> _Goal of the exercise_
Scan the lines below for the string "brown" and copy every one that has it.

----- Data to examine

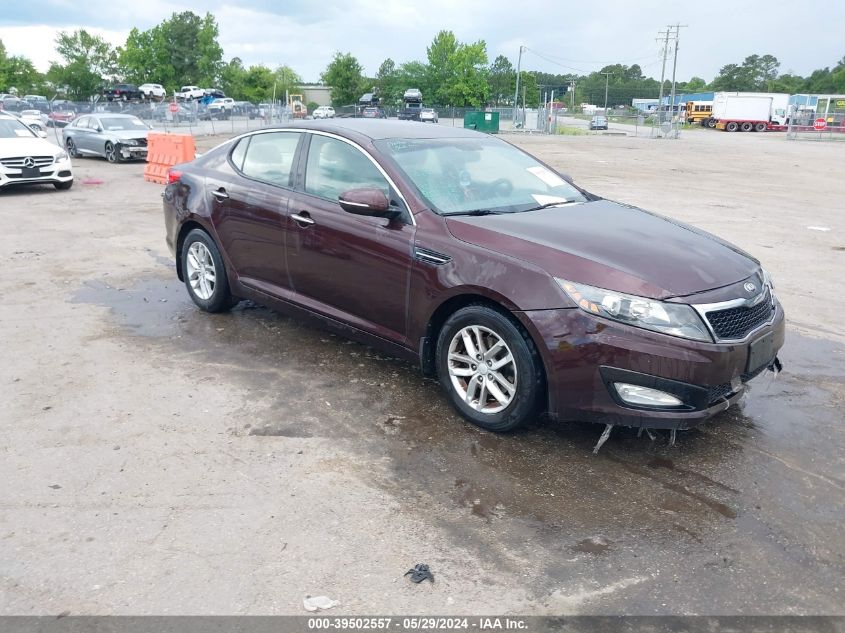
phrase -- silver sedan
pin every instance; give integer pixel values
(115, 137)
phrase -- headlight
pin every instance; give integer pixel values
(767, 279)
(676, 319)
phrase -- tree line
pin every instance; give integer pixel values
(184, 50)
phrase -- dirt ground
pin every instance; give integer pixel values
(158, 460)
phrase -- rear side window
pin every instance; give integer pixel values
(334, 167)
(269, 157)
(239, 152)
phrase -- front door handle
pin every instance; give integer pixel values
(303, 218)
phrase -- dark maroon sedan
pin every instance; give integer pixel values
(520, 291)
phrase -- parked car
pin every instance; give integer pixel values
(152, 91)
(373, 112)
(60, 116)
(122, 92)
(34, 119)
(452, 249)
(115, 137)
(598, 123)
(428, 115)
(323, 112)
(221, 108)
(26, 158)
(187, 93)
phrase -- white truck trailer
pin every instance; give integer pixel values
(749, 111)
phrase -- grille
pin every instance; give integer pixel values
(16, 162)
(736, 323)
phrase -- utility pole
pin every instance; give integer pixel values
(663, 72)
(675, 62)
(516, 92)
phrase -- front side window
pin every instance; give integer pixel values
(458, 175)
(335, 167)
(269, 157)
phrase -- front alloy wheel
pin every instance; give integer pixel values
(489, 367)
(482, 369)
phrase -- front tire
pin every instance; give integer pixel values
(489, 368)
(205, 273)
(111, 153)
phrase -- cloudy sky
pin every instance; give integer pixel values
(561, 36)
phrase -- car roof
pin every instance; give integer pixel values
(375, 129)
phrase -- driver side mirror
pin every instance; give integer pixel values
(367, 201)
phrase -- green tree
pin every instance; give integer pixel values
(343, 75)
(441, 67)
(468, 85)
(388, 82)
(180, 50)
(89, 62)
(502, 79)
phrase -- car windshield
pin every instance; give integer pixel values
(463, 175)
(10, 128)
(113, 124)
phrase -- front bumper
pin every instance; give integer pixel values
(584, 355)
(57, 172)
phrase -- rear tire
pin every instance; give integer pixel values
(205, 273)
(497, 398)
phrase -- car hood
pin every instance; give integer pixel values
(127, 134)
(612, 246)
(24, 146)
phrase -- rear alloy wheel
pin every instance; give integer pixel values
(111, 153)
(489, 368)
(205, 273)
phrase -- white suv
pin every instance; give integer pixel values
(323, 112)
(190, 92)
(152, 90)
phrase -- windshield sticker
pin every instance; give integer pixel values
(548, 177)
(541, 199)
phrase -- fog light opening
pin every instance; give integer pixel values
(646, 397)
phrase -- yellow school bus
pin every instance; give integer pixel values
(698, 111)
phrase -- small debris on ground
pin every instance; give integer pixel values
(420, 572)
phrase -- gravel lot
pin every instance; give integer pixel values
(157, 460)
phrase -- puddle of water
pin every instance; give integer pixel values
(544, 475)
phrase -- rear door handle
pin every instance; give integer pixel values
(303, 218)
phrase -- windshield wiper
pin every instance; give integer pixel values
(476, 212)
(551, 204)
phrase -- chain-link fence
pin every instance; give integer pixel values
(816, 117)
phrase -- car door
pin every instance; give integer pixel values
(350, 267)
(81, 134)
(249, 198)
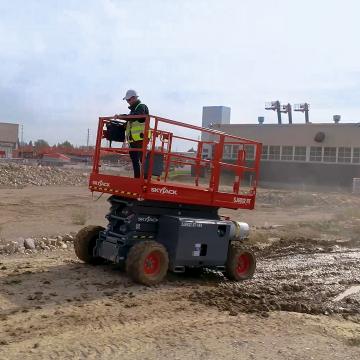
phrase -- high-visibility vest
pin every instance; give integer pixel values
(135, 129)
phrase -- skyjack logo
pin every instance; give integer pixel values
(101, 183)
(148, 219)
(242, 201)
(164, 191)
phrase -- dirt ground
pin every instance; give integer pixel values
(303, 303)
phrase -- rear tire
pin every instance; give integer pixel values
(147, 263)
(240, 264)
(85, 242)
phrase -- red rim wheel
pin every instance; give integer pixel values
(152, 263)
(240, 263)
(147, 262)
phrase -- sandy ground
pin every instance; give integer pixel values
(54, 307)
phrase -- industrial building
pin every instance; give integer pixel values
(326, 154)
(9, 135)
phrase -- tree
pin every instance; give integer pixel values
(40, 143)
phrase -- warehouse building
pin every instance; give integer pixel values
(326, 154)
(9, 135)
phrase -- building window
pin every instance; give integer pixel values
(274, 152)
(300, 153)
(329, 154)
(265, 152)
(235, 151)
(287, 153)
(227, 152)
(356, 155)
(249, 152)
(315, 153)
(344, 154)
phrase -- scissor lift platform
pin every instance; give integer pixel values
(163, 135)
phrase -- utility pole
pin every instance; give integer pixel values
(304, 108)
(275, 106)
(22, 136)
(88, 138)
(286, 109)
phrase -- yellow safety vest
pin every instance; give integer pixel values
(135, 130)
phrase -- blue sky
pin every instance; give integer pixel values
(64, 63)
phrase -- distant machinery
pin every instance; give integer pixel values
(275, 106)
(287, 109)
(303, 108)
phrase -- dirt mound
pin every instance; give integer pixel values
(301, 245)
(18, 175)
(296, 277)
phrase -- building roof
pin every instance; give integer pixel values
(343, 134)
(9, 132)
(56, 156)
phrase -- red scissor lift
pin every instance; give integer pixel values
(159, 223)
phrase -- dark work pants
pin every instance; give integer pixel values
(136, 157)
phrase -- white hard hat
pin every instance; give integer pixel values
(130, 94)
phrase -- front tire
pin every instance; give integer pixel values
(240, 264)
(84, 244)
(147, 263)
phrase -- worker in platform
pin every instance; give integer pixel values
(135, 129)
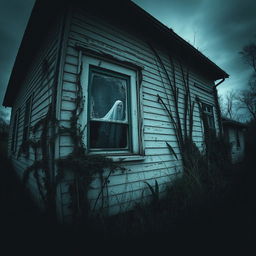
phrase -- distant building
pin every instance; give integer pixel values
(234, 133)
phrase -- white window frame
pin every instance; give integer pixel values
(134, 153)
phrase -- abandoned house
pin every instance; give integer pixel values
(234, 133)
(99, 80)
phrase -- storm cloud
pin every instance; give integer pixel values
(14, 16)
(219, 29)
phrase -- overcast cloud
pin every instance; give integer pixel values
(218, 28)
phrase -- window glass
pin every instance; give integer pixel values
(208, 113)
(237, 139)
(108, 97)
(15, 131)
(109, 119)
(27, 120)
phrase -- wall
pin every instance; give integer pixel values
(37, 84)
(125, 189)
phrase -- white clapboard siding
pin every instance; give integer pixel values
(38, 86)
(126, 188)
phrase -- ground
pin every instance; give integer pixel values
(228, 225)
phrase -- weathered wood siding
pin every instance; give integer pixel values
(159, 164)
(37, 85)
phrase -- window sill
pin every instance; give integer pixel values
(127, 158)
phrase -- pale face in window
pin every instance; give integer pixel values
(109, 125)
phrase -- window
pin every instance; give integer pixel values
(237, 139)
(15, 131)
(27, 119)
(112, 114)
(208, 117)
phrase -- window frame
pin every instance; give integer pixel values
(94, 69)
(26, 124)
(133, 98)
(209, 114)
(15, 130)
(238, 142)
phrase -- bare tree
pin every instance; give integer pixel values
(247, 100)
(249, 55)
(230, 105)
(247, 97)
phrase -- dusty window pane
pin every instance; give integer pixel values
(108, 98)
(108, 135)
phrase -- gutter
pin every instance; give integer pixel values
(54, 105)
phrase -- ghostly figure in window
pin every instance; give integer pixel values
(113, 134)
(116, 113)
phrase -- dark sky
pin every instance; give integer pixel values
(218, 28)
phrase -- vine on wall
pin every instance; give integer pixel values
(83, 167)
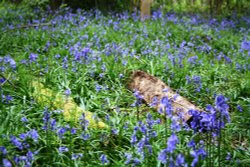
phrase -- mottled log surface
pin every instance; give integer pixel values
(151, 87)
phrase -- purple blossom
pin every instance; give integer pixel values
(163, 156)
(103, 159)
(67, 92)
(171, 143)
(6, 163)
(166, 106)
(63, 149)
(33, 57)
(24, 119)
(61, 131)
(3, 150)
(245, 45)
(33, 134)
(16, 142)
(239, 108)
(179, 160)
(139, 98)
(76, 156)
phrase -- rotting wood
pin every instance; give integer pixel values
(151, 87)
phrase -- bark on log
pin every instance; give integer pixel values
(151, 87)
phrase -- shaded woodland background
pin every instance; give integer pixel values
(209, 7)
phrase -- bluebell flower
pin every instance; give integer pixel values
(2, 80)
(245, 45)
(33, 134)
(61, 131)
(239, 108)
(195, 158)
(133, 139)
(180, 160)
(139, 98)
(3, 150)
(16, 142)
(23, 136)
(33, 57)
(6, 163)
(228, 157)
(128, 157)
(76, 156)
(171, 143)
(85, 136)
(163, 156)
(166, 106)
(191, 144)
(63, 149)
(24, 119)
(103, 159)
(73, 131)
(114, 131)
(154, 101)
(67, 92)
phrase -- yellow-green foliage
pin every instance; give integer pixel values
(71, 112)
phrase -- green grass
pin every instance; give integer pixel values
(118, 47)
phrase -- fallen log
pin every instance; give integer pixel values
(153, 89)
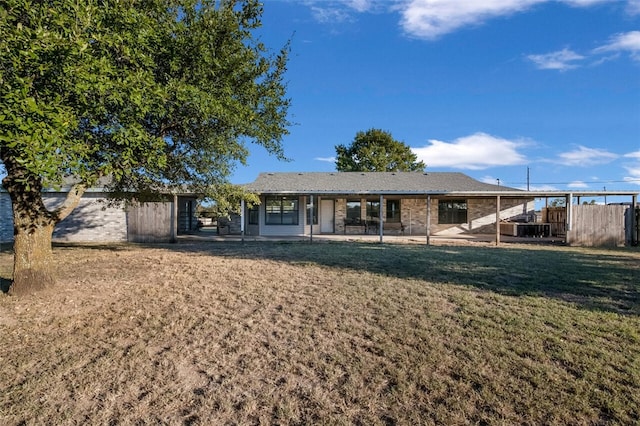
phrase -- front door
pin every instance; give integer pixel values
(326, 216)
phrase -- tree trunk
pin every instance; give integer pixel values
(32, 232)
(33, 224)
(33, 267)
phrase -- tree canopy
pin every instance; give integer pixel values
(376, 150)
(160, 93)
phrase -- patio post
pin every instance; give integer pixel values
(380, 220)
(428, 219)
(569, 214)
(497, 220)
(634, 221)
(311, 222)
(174, 219)
(242, 220)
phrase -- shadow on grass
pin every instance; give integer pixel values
(606, 280)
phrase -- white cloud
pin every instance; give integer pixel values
(431, 19)
(634, 174)
(633, 7)
(474, 152)
(326, 159)
(330, 14)
(578, 184)
(583, 156)
(634, 169)
(561, 60)
(624, 42)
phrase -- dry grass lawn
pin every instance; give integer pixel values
(328, 333)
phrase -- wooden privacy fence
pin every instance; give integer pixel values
(594, 225)
(150, 223)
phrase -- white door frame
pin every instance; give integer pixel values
(327, 216)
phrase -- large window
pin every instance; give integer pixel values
(393, 210)
(281, 210)
(373, 210)
(312, 211)
(452, 211)
(353, 211)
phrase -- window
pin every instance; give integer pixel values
(353, 210)
(254, 214)
(452, 211)
(281, 211)
(312, 211)
(373, 210)
(393, 210)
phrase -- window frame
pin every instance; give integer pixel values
(393, 215)
(453, 211)
(277, 211)
(350, 209)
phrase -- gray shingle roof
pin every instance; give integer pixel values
(369, 183)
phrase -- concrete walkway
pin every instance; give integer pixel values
(485, 239)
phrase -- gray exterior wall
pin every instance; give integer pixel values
(93, 220)
(481, 216)
(97, 220)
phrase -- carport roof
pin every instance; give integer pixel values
(383, 183)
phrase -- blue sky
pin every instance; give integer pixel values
(489, 88)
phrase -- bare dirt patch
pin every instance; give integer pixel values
(270, 333)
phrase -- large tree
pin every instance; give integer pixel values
(157, 93)
(376, 151)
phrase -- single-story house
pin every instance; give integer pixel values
(408, 203)
(411, 203)
(99, 219)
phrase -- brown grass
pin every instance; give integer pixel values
(268, 333)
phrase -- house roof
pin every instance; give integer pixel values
(379, 183)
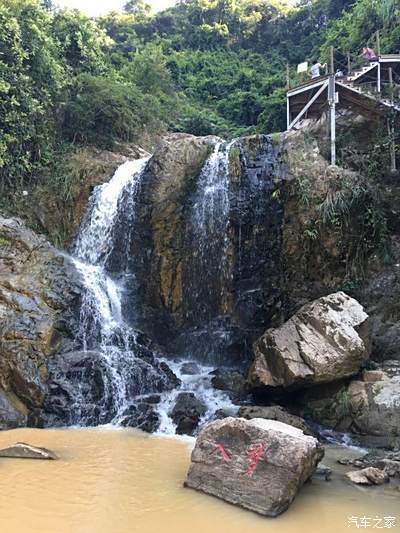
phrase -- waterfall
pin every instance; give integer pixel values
(104, 381)
(115, 377)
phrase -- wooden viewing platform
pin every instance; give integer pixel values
(372, 90)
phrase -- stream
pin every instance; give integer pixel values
(123, 481)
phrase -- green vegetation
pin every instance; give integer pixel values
(204, 67)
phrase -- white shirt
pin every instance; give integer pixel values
(315, 70)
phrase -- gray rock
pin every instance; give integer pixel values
(190, 369)
(374, 408)
(230, 381)
(21, 450)
(141, 416)
(275, 412)
(368, 476)
(39, 294)
(326, 340)
(324, 472)
(257, 464)
(10, 415)
(187, 412)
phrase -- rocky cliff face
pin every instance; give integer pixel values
(219, 242)
(207, 290)
(39, 294)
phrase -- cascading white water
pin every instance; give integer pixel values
(212, 203)
(116, 384)
(101, 323)
(210, 220)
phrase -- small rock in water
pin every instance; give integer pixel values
(21, 450)
(141, 416)
(190, 369)
(324, 471)
(187, 412)
(258, 464)
(175, 381)
(368, 476)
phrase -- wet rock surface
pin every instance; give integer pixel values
(231, 381)
(77, 389)
(275, 412)
(187, 412)
(142, 416)
(256, 464)
(368, 476)
(326, 340)
(367, 406)
(39, 297)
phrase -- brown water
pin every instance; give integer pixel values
(122, 481)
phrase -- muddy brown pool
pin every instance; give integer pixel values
(123, 481)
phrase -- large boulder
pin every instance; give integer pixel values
(39, 294)
(326, 340)
(374, 409)
(368, 406)
(257, 464)
(275, 412)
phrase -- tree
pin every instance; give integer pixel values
(140, 8)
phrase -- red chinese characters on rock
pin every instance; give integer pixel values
(254, 454)
(226, 456)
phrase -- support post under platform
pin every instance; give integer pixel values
(332, 112)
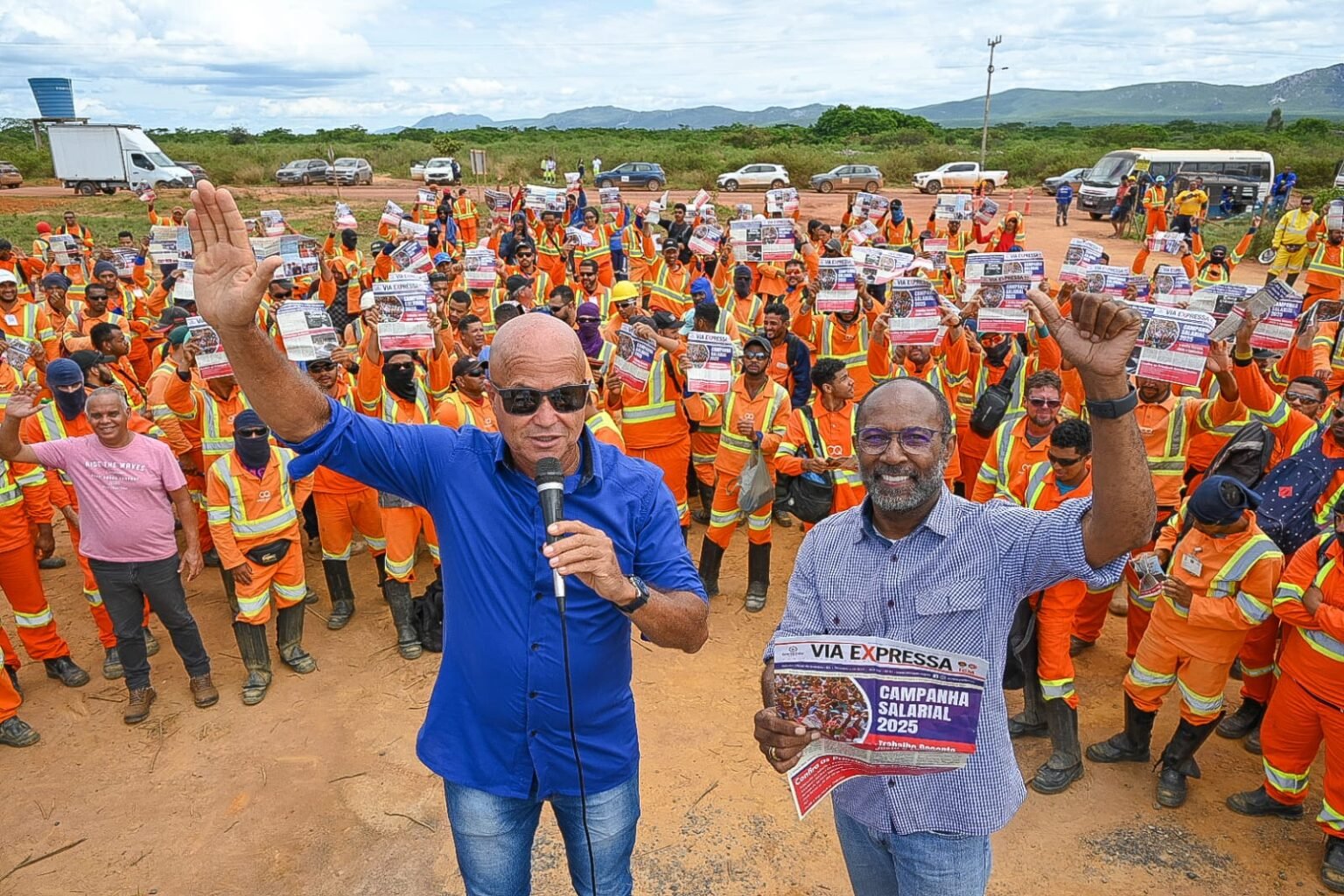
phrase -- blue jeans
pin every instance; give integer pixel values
(924, 864)
(494, 838)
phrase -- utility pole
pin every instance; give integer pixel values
(990, 80)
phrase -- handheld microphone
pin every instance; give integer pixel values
(550, 491)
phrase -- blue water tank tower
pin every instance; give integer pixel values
(55, 97)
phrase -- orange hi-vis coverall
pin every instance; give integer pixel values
(346, 506)
(767, 413)
(1233, 579)
(402, 520)
(835, 431)
(1167, 429)
(1308, 703)
(248, 511)
(49, 424)
(1057, 605)
(23, 504)
(656, 429)
(1010, 456)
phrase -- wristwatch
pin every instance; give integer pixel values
(641, 595)
(1115, 409)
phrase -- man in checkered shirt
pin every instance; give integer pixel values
(918, 564)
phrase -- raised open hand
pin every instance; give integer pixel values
(230, 283)
(1097, 338)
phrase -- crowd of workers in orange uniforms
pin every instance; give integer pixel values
(800, 379)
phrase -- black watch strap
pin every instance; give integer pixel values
(1115, 409)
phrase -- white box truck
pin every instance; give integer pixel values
(110, 158)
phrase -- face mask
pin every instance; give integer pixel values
(70, 403)
(401, 381)
(253, 452)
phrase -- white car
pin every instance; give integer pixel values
(761, 176)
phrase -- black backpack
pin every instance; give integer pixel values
(1246, 454)
(1289, 494)
(993, 403)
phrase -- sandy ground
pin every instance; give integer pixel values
(318, 790)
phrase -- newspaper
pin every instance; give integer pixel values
(272, 222)
(344, 218)
(403, 305)
(704, 240)
(870, 206)
(1080, 256)
(711, 363)
(480, 269)
(883, 708)
(306, 331)
(784, 200)
(210, 354)
(880, 265)
(1171, 285)
(300, 256)
(837, 285)
(762, 240)
(634, 360)
(1172, 344)
(913, 305)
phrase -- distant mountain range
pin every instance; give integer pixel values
(1314, 93)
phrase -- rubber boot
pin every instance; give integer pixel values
(1179, 763)
(711, 559)
(759, 575)
(399, 601)
(256, 653)
(1066, 763)
(290, 640)
(1133, 743)
(341, 592)
(1258, 802)
(1242, 722)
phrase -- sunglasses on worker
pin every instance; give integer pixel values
(524, 402)
(874, 439)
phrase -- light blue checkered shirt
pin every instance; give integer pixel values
(952, 584)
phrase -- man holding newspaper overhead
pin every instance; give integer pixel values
(898, 617)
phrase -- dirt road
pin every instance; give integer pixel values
(318, 790)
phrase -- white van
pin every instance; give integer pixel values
(1254, 170)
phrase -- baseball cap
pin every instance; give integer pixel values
(88, 359)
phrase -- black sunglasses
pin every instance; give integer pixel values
(524, 402)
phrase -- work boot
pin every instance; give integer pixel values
(290, 640)
(399, 602)
(203, 690)
(340, 592)
(1332, 865)
(1133, 743)
(256, 653)
(711, 559)
(138, 707)
(112, 665)
(1258, 802)
(1242, 722)
(1179, 763)
(1066, 763)
(759, 575)
(17, 732)
(66, 670)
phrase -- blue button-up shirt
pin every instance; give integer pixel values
(498, 719)
(950, 584)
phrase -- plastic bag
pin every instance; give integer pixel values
(756, 488)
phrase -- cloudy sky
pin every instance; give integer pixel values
(390, 62)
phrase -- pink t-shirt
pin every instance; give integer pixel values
(125, 514)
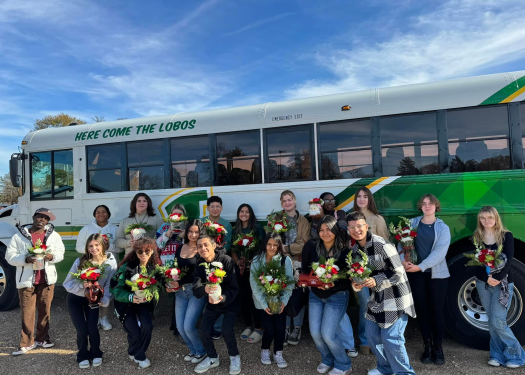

----------

> _Output below_
phrase -- brown grass
phrase -- brown water
phrase -- muddy brown pool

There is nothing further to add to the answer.